▸ **Saved entries**:
☆ ☆ ☆ ☆

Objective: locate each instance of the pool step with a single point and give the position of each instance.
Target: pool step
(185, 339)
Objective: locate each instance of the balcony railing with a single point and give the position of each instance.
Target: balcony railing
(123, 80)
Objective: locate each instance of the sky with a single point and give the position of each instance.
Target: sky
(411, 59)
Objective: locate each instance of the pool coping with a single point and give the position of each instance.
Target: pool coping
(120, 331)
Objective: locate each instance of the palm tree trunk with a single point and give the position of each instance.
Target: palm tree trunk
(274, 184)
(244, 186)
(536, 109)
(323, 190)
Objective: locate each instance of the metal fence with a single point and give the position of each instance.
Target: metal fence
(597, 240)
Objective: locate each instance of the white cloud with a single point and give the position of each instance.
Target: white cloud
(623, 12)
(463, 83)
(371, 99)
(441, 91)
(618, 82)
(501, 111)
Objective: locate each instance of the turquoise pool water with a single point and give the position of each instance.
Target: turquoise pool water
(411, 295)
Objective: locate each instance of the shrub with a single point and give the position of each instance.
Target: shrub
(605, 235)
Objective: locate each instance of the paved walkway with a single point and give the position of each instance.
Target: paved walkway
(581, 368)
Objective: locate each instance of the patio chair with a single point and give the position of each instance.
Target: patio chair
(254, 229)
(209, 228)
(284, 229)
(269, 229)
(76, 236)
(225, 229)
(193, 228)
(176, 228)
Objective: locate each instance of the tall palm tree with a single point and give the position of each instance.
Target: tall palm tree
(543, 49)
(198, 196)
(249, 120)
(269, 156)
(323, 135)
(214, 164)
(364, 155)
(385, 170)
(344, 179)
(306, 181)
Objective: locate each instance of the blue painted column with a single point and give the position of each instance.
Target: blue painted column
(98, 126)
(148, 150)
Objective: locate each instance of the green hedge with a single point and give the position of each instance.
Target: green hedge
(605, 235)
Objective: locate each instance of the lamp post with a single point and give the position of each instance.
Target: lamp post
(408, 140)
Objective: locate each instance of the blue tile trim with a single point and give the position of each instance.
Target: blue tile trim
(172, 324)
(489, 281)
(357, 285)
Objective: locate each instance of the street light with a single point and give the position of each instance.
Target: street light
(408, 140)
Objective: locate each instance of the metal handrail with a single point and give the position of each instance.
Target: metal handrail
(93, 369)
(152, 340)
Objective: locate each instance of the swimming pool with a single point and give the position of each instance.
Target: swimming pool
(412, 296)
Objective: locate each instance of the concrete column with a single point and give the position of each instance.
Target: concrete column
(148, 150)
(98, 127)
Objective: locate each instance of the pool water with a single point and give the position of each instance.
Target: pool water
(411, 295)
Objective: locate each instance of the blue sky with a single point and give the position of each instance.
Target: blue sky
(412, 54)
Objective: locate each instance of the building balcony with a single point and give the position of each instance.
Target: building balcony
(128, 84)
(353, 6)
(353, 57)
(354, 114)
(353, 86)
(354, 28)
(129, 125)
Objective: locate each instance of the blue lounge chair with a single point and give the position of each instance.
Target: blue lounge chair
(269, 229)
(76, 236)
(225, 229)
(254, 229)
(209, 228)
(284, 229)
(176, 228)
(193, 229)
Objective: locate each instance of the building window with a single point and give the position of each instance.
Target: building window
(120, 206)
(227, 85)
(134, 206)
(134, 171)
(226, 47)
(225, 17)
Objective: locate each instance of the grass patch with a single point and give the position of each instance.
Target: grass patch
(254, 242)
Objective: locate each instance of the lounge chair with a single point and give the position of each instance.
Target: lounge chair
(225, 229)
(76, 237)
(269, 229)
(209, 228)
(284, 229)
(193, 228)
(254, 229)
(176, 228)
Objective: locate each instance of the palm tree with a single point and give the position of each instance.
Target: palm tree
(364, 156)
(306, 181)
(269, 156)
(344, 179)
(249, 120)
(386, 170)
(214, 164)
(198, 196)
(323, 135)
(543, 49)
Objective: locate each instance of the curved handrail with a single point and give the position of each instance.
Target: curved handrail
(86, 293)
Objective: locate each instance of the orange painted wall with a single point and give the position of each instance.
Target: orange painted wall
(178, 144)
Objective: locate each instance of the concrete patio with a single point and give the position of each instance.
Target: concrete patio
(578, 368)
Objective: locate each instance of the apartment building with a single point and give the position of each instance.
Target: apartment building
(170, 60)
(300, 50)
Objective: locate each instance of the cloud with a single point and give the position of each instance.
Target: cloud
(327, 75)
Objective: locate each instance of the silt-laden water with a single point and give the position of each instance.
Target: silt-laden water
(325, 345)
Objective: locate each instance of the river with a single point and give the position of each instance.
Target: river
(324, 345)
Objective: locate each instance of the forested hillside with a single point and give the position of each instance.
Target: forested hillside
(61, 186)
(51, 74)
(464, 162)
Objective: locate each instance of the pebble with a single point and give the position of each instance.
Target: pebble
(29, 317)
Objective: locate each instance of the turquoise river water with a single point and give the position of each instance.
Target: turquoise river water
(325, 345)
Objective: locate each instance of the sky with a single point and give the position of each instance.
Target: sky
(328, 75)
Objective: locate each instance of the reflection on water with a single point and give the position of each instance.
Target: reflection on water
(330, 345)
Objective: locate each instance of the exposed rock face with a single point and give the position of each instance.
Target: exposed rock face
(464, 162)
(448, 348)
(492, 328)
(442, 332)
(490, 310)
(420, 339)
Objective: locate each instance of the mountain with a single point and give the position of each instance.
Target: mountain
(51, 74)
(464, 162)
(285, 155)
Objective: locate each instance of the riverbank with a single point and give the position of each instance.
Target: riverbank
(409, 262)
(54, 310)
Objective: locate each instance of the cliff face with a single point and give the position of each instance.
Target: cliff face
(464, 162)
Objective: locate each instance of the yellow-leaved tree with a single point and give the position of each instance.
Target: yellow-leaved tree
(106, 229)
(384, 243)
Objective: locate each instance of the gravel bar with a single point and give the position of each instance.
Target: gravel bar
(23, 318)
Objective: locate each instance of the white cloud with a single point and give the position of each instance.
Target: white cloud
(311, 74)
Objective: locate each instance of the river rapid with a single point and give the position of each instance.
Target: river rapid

☆ ☆ ☆ ☆

▸ **Task**:
In full and without change, transcribe every line of the records above.

▸ **Exercise answer**:
Objective: locate each instance of the pool step with a single point and give the position of each instance.
Target: pool step
(185, 339)
Objective: locate each instance of the balcony railing with a single point and give the position of each instance.
Target: balcony railing
(123, 80)
Objective: locate each instance of the sky with a single point and give the position of each instance.
Target: sky
(411, 59)
Objective: locate each instance of the pool coping with a single point and give the position of each instance.
Target: pool coping
(120, 331)
Objective: locate each instance of the palm tree trunk with a single point and give the position of each instance.
Target: palm tree trunk
(274, 184)
(244, 186)
(536, 109)
(323, 190)
Objective: locate each instance of the metal fence with a single point and give the position of each instance.
Target: metal fence
(597, 240)
Objective: locate each instance of the white cloud with a single point and give the position of each instance.
Target: white cloud
(623, 12)
(463, 83)
(371, 99)
(441, 91)
(618, 82)
(501, 111)
Objective: locate each instance of the turquoise pool water with a single point and give the position of each instance.
Target: turquoise pool water
(411, 295)
Objective: locate each instance of the shrub with a single point and give the position of each instance.
Target: shrub
(605, 235)
Objective: locate each instance of the paved walkway with a single point and give the position of each instance.
Target: paved walkway
(581, 368)
Objective: locate each instance of the patio chair with a single point and give the position of each instance.
Target: patio chair
(254, 229)
(209, 228)
(284, 229)
(269, 229)
(76, 236)
(225, 229)
(193, 228)
(176, 228)
Objective: locate each instance of the tall palm tree with a single point and give the position of each instance.
Target: tall palm tree
(543, 49)
(198, 196)
(249, 120)
(269, 156)
(323, 135)
(214, 164)
(364, 155)
(385, 170)
(344, 179)
(306, 181)
Objective: locate each instance of the blue painted column with a single point and give the position of each instance.
Target: blue painted column
(98, 126)
(148, 150)
Objective: locate each instance of the green hedge with a single point and give the position of each instance.
Target: green hedge
(605, 235)
Objective: locate each instance of the lamp post with a single point and give the position of each instance.
Target: lamp post
(408, 140)
Objective: locate each instance of the blue tile trim with a single point and give the position of each instance.
Target: blue tile trim
(172, 324)
(489, 281)
(357, 285)
Objective: locate each instance of the street light with a single point and give the position of each instance.
Target: street light
(408, 140)
Objective: locate each instance of the metal handrail with a single point and give the position of each instance.
Target: metal handrail
(93, 369)
(152, 340)
Objective: locate each instance of the swimming pool with a single point and give the position of each instance.
Target: swimming pool
(412, 296)
Objective: locate each instance of the concrete column with a single point and give the position of each instance.
Target: concrete column
(148, 150)
(98, 127)
Objective: locate each instance of the pool water with a single point and give the position of each instance.
Target: pool water
(411, 295)
Objective: locate each instance of the blue sky with a single point and give the position of each instance.
Target: blue sky
(412, 54)
Objective: locate each instance of the building balcony with a single point and give the position of each instance.
Target: building balcony
(128, 84)
(353, 6)
(353, 57)
(354, 114)
(353, 86)
(354, 28)
(129, 125)
Objective: locate each instance of the blue lounge chair with a single point and give the position of each instance.
Target: blue lounge chair
(269, 229)
(76, 236)
(225, 229)
(254, 229)
(209, 228)
(284, 229)
(176, 228)
(193, 229)
Objective: locate each instance of the building window with a single point and give the position of each instance.
Target: building window
(120, 206)
(227, 85)
(134, 206)
(134, 171)
(226, 47)
(225, 17)
Objective: locate each instance of the grass patch with a single point and give the position of each instance.
Target: grass patch
(254, 242)
Objective: locate each instance of the lounge chair with a single point and give the position of each instance.
Target: lounge chair
(225, 229)
(76, 237)
(269, 229)
(209, 228)
(284, 229)
(193, 228)
(254, 229)
(176, 228)
Objective: locate each instance of the palm tree with a single point and give the position of each instance.
Target: palm tree
(364, 156)
(306, 181)
(269, 156)
(344, 179)
(249, 120)
(386, 170)
(214, 164)
(198, 196)
(323, 135)
(543, 49)
Objective: locate each instance of the curved handrail with a single point and give the position of each instance.
Target: curved handrail
(86, 293)
Objective: locate each instance of the orange painted wall with a single point and give the position of each instance.
Target: orange painted wall
(178, 144)
Objective: locate each instance of the concrete patio with a single point and give the position of each instance.
Target: concrete patio
(578, 368)
Objective: locate each instance of the apartment building with a single point and give the position of each instance.
Target: apartment building
(170, 60)
(300, 50)
Objective: locate each instance of the cloud with a single point and give the position of each instance.
Target: cloud
(327, 75)
Objective: locate each instance of the silt-laden water with a single point and give the position of each instance.
Target: silt-laden water
(325, 345)
Objective: locate each instance of the river with a single point and give the position of each instance.
Target: river
(324, 345)
Objective: locate each instance of the forested hillside with a single point and give the position of each instance.
Target: forested hillside
(61, 186)
(51, 74)
(464, 162)
Objective: locate each instance of the pebble with a single point and give the position of each instance.
Target: pebble
(29, 317)
Objective: locate each instance of the turquoise river water with a single point and give the position of each instance.
Target: turquoise river water
(325, 345)
Objective: locate each instance of the sky with a single point and give the position of each instance.
Target: sky
(328, 75)
Objective: locate each instance of the reflection on water with a single point and give the position of each instance.
Target: reflection on water
(330, 345)
Objective: locate each instance of the exposed rock face with a single point and give the position of each instance.
Target: exposed rock face
(464, 162)
(448, 348)
(492, 328)
(442, 332)
(490, 310)
(420, 339)
Objective: locate each instance of the mountain with a single point and give the position of each instance.
Target: mountain
(51, 74)
(464, 162)
(285, 155)
Objective: locate each instance of the riverbank with a single point and give the position of each instance.
Target: riverbank
(409, 262)
(54, 310)
Objective: locate each instance of the cliff face with a single point and give the position of each instance.
Target: cliff face
(464, 162)
Objective: locate each instance of the yellow-leaved tree with a single point and give the position of each instance.
Target: yellow-leaved tree
(106, 229)
(384, 243)
Objective: locate each instance of the gravel bar with a single point and give the position of each instance.
Target: gravel bar
(23, 318)
Objective: locate each instance of the white cloud with a single point and give the position of each instance.
Target: white cloud
(311, 74)
Objective: locate each instance of the river rapid with a single point and give the position of each instance.
Target: river rapid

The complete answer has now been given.